A batata quente rolou por várias mãos, no MP. O procedimento 067/2006 foi aberto, em junho deste ano, a partir de ofício de Gilberto Valente, que encaminhou o caso às Promotorias dos Direitos Constitucionais e do Patrimônio Público, por detectar indícios de irregularidades na esfera de competência delas, mas não na área militar. Foi, então, distribuído ao promotor Albertino Soares Moreira Júnior, que alegou suspeição. Depois, foi parar na mesa do promotor José Vicente Miranda Filho, que, também, pediu a redistribuição dos autos. Sobrou para Gualberto, que atua na área cível – não na criminal.

Ele, então, resolveu dividir o caso em três: despachou a investigação sobre a compra das lanchas, no valor de R$ 490 mil, para o Ministério Público Federal, por envolver uma empresa ligada à Marinha do Brasil; e encaminhou o exame da remuneração de João Paulo Vieira ao procurador-geral de Justiça, a quem compete, por lei, a eventual adoção de medidas judiciais contra o comandante-geral da PM. Nas mãos de Gualberto sobrou, apenas, a compra dos 30 trailers, ao custo de R$ 1,860 milhões – ou R$ 62 mil a unidade.

O relatório dos técnicos do TCE sobre a transação é, simplesmente, demolidor. A irregularidade mais gritante é o fato de a compra dos trailers, junto à Moto Trailer do Brasil Ltda. ter sido acertada (incluindo os preços) antes mesmo de formalizado o processo de aquisição. Tudo com inexigibilidade de licitação. E apesar de a Lei 8666/93 proibir o Poder Público de direcionar a aquisição de bens ou serviços, para uma determinada empresa.

O processo foi iniciado em 1 de dezembro de 2005 e o contrato de compra só foi firmado no dia 19. Mas, os técnicos localizaram um documento, encaminhado a Manuel Santino em 1 de dezembro, no qual a empresa escreveu: “Informamos, através desta, conforme o acertado em reunião do dia 24 de novembro de 2005, que entregaremos, durante o mês de dezembro de 2005, nove unidades móveis trailer modelo Andorinha Base Comunitária e vinte e uma unidades móveis trailer modelo Andorinha Base Comunitária até o dia 31 de março de 2006. Sendo que o preço certo e ajustado de R$ 62.000,00 por unidade entregue na capital de Belém, estado do Pará, é de R$ 62.000,00, deverá o pagamento ser efetuado contra-entrega. Estando com a remessa de três unidades programadas para o dia 09 de dezembro de 2005, esperamos que nos envie dados para o faturamento e a indicação do local de entrega, assim como nota de empenho dos trailers acima mencionados”.

- [TRECHOS DOS REGISTROS]
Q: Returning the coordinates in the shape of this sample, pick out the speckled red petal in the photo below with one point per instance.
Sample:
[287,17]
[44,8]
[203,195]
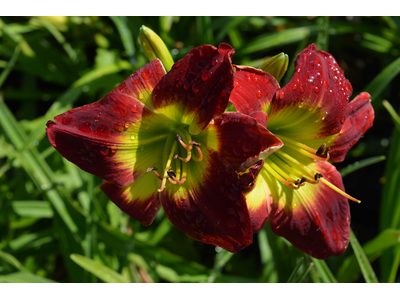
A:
[199,84]
[359,118]
[315,219]
[314,101]
[258,201]
[212,208]
[242,140]
[140,200]
[96,137]
[253,90]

- [TAREFAS A REALIZAR]
1. Segundo o texto sobre a compra dos trailers, qual foi o custo total dos 30 trailers?
2. Prossiga com o texto sobre a compra dos trailers a partir do ponto em que ele termina.
Os registros não guardam relação com o texto sobre a compra dos trailers.

- [RESPOSTAS EM SEQUÊNCIA]
1. R$ 1,860 milhões, ou R$ 62 mil por unidade.

2.
Só esse fato, de acordo com os técnicos do TCE, já seria suficiente para invalidar o processo de inexigibilidade 010/05-CPL/PMPA, bem como o contrato que originou. Mas eles ainda detectaram várias outras irregularidades. Como o fato de, ainda em 1 de dezembro, na abertura do processo, a Diretoria de Apoio Logístico da PM ter antecipado, ao Comando Geral, que os trailers seriam comprados junto a Moto Trailer do Brasil – inclusive, referindo o valor da proposta da empresa. Pior: sequer existe prova de que ela seja a única fabricante, no Brasil ou no exterior, de unidades móveis de segurança – e a Lei das Licitações só admite a inexigibilidade quando o produto é exclusivo.

Nesse sentido, tudo o que os técnicos encontraram foi um atestado do Sindicato Interestadual da Indústria de Materiais e Equipamentos Ferroviários e Rodoviários (Simefre). Nele, consta que a empresa “é fabricante exclusiva, no Brasil, de trailers, da marca Moto-Trailer”. Ou seja, como observa um promotor, é como se alguém dissesse que só quem fabrica um Mercedes é a Mercedes Benz – o que não significa a inexistência de outros automóveis. E, em se tratando de dinheiro público, a lei proíbe a preferência por marcas.

Além disso, os técnicos não encontraram qualquer estudo sobre as especificações do tipo de trailer de que a PM necessitaria. Mas, também, não encontraram nada de especial nos trailers fornecidos pela empresa. Pelo contrário: eles constataram que tais “unidades móveis de segurança” não dispõem, sequer, de blindagem – ou de banheiro ou pia. Vai daí a dificuldade de alguns promotores entenderem como é que essas “caixas” – que também não possuem motor – podem ter custado R$ 62 mil, ou o mesmo que um automóvel de luxo. E de a PM não ter realizado qualquer pesquisa de preço.

Mas o promotor João Gualberto garante que tudo aconteceu dentro da legalidade. Depois de solicitar informações a Manuel Santino e ao Comando da PM, assinou embaixo das justificativas da corporação. Segundo a PM, esses trailers são “um equipamento incomum, impossível de licitar, face não existir no mercado similares que tenham características aproximadas (...)”. Da mesma forma, Gualberto afirma ter concluído que “o tipo específico de trailer adquirido pela Polícia Militar não encontra similar no mercado (...)”.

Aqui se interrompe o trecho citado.